**Exercise**
Change "segment" to "outline" throughout the lines of all the entries, keeping everything else the same, and omit the pictures from your output.

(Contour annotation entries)
>> start

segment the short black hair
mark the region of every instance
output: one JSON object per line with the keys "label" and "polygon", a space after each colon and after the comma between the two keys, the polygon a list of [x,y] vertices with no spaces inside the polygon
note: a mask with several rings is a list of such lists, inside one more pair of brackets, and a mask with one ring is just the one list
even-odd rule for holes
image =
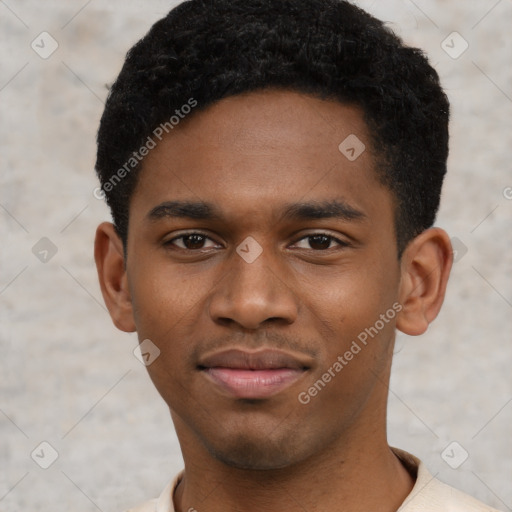
{"label": "short black hair", "polygon": [[395,198],[399,256],[433,225],[449,103],[421,50],[343,0],[189,0],[129,50],[101,118],[96,171],[125,250],[141,155],[158,127],[269,88],[361,108],[378,179]]}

>> end

**Answer to this problem**
outline the short black hair
mark the region of every instance
output: one JSON object per line with the keys "label" and "polygon", a space after each colon and after the comma between the two keys, the polygon a list of [x,y] vertices with no spaces inside the polygon
note: a mask with several rings is a list of such lists, inside one more pair of brackets, and a mask with one ring is just the one list
even-odd rule for holes
image =
{"label": "short black hair", "polygon": [[395,198],[399,256],[433,225],[449,103],[421,50],[343,0],[189,0],[129,50],[101,118],[96,171],[125,250],[141,155],[158,127],[269,88],[361,108],[378,179]]}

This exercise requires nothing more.